We do not have all the answers because there is no transcript of the evidence so our perusal must be limited to the record on appeal. This consists of the complaint, the answer, the jury verdict, the judgment thereon, and a certificate from the trial judge. This certificate reads: "I hereby certify that the above captioned action came on for trial before a jury March 12, 1973. At the close of the evidence for both sides the Court directed a verdict for Plaintiff and submitted damages, vel non, for determination by the jury.”
The complaint shows plaintiff to have been a tenant of a farm for the calendar year 1971 under a written lease with a predecessor in title of defendants. That agreement provided for annual renewals "unless terminated by written notice of either party to the other at least two months before the expiration of said referred to lease.” It also provided "If the landlord shall sell or otherwise transfer title to the farm, he will do so subject to this lease” and that it was binding upon the successors of both landlord and tenant. Averring he had not received the required termination notice "written or otherwise and that he had tendered the rental for 1972 to defendants who had acquired title to the property, which had been refused along with refusal by defendants to give possession, tenant filed this suit. Pleading "he had made a net profit of $4,801.32 for the year 1971 in farming said premises and that he has no measure or standard of damages to follow” other than this, his ad damnum sought one-half of this previous year’s net profit.
The answer of defendants set up various defenses including a contention that notice of termination had in fact been given on several occasions, two of said occasions having been in the presence of witnesses. We can deduce only that the evidence must have developed the notice to have been oral and not in writing as required by the terms of the lease agreement.

## Provided material
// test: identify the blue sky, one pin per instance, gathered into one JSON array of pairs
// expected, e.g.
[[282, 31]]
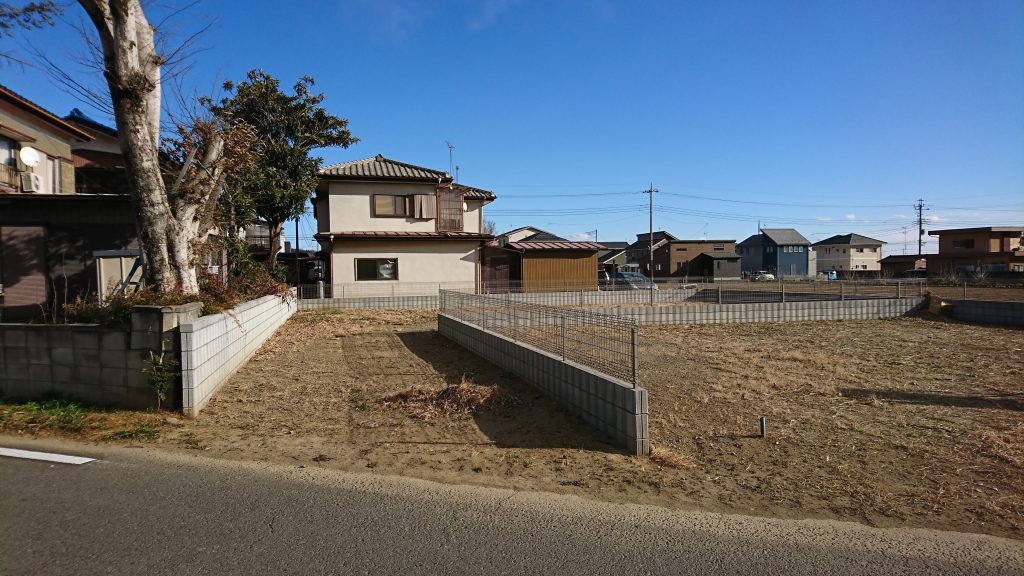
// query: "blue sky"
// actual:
[[826, 117]]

## Exercise set
[1] From the farm lease appeal passage, list each item that makes up the record on appeal.
[2] Answer these questions using the farm lease appeal passage.
(a) On what date did the action come on for trial before a jury?
(b) What net profit did the plaintiff plead he made farming the premises in 1971?
(c) According to the defendants' answer, on how many of the occasions of notice were witnesses present?

## Written responses
[1]
- the complaint
- the answer
- the jury verdict
- the judgment thereon
- a certificate from the trial judge

[2]
(a) March 12, 1973
(b) $4,801.32
(c) Two